** Opening Dataset excerpts block **

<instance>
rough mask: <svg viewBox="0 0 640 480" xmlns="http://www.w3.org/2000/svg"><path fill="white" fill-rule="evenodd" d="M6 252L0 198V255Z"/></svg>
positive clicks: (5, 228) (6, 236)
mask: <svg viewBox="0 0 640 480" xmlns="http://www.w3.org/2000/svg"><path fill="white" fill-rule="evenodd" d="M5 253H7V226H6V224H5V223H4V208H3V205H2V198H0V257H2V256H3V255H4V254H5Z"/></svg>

** Closing Dataset excerpts block **
** Opening Dataset excerpts block **

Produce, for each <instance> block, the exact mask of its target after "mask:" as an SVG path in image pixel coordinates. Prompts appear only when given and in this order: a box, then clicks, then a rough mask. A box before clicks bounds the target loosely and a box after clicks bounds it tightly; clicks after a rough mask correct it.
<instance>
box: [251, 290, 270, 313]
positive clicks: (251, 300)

** Closing Dataset excerpts block **

#### Problem requirements:
An exact copy of the lines above between the line holding "Produce, for each" and the line holding "positive clicks: (251, 300)", inclusive, is the whole answer.

#### Exercise result:
Produce, for each <instance> block, the exact mask of its target after "mask:" as an SVG path in image pixel coordinates. Prompts appear only when given and in this order: a box, then clicks, then a rough mask. A box before clicks bounds the target loosely and a box after clicks bounds it tightly; clicks after a rough mask correct it.
<instance>
box: [251, 290, 270, 313]
positive clicks: (251, 300)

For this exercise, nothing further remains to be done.